#### WHAT IS BEING ASKED
Please return every line of the records below unchanged.

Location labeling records

[Start]

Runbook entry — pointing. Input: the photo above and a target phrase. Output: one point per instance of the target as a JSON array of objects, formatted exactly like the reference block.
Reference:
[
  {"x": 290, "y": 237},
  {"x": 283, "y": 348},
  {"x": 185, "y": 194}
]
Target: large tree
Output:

[End]

#### SOLUTION FOR THIS EXERCISE
Runbook entry — pointing. Input: the photo above and a target phrase. Output: one point per instance of the target as a JSON array of objects, formatted exactly like the reference block.
Reference:
[
  {"x": 290, "y": 237},
  {"x": 283, "y": 348},
  {"x": 185, "y": 194}
]
Target: large tree
Output:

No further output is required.